#### PROMPT:
Rescale the entries below by copying every line, requests included, with each point coordinate in the answers multiplied by 2 and rounded to a whole number, halves up. Leave the numbers in the requests and their sample format unchanged.
— begin EXCERPTED RECORDS —
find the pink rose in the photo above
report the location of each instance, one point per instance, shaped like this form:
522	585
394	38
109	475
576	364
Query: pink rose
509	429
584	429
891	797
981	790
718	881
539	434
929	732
— end EXCERPTED RECORDS —
#### FINISHED ANSWER:
find the pink rose in the photo above
report the location of each instance, one point per instance, shaped like this form:
522	585
394	38
109	475
576	364
Query: pink rose
1018	858
1168	858
1782	1594
1962	1580
1436	1762
1078	868
1858	1464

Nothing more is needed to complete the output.